▶ _What is required_
Update the lines starting at the one that contains "Where can the www.venderya.es" and running through the last line, replacing "marker" with "point" and leaving everything else unchanged. Return only those lines.
::::::::::
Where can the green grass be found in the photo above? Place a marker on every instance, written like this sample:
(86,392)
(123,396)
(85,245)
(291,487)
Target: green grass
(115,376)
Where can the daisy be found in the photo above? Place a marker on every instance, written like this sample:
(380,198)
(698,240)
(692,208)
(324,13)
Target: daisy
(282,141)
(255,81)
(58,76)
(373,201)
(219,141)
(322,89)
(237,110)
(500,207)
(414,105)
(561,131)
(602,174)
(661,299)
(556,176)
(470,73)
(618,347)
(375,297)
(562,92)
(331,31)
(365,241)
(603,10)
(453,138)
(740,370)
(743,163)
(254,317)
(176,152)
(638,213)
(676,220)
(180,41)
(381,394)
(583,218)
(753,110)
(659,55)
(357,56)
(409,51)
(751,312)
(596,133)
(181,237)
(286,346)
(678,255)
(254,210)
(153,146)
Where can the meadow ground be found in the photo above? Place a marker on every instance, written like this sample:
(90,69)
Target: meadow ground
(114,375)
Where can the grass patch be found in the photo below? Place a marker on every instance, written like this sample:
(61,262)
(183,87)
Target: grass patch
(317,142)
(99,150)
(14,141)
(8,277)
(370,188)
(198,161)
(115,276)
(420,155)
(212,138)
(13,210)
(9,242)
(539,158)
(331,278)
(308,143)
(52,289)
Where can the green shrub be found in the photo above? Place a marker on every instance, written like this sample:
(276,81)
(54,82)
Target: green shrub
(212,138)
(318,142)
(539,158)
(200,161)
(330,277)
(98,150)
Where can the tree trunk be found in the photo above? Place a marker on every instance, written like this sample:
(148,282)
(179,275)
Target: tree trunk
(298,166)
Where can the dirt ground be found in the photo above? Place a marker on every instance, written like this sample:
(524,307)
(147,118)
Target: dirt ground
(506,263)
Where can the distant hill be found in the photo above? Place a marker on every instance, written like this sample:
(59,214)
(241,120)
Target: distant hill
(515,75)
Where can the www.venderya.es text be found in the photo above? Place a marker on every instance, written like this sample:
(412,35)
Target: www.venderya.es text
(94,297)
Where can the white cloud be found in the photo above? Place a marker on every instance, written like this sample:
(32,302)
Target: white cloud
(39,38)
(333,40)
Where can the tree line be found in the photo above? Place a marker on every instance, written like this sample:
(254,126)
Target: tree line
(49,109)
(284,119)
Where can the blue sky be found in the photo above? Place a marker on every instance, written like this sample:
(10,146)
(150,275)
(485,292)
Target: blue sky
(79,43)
::::::::::
▶ _Solution_
Where can the www.venderya.es text be found in the photo above? Place a point on every instance, written like this sample:
(412,35)
Target: www.venderya.es text
(94,297)
Where can the white cloud be found in the photo above? Place a point on every instance, written like this sample:
(32,302)
Target: white cloud
(39,38)
(333,40)
Where can the tree line be found in the photo above? Place a point on every instance, written like this sample:
(254,126)
Target: tree line
(49,109)
(284,119)
Where can the blue sky be found in the photo above? Place a point on every instance, written like this sample:
(10,146)
(150,275)
(485,292)
Target: blue sky
(79,43)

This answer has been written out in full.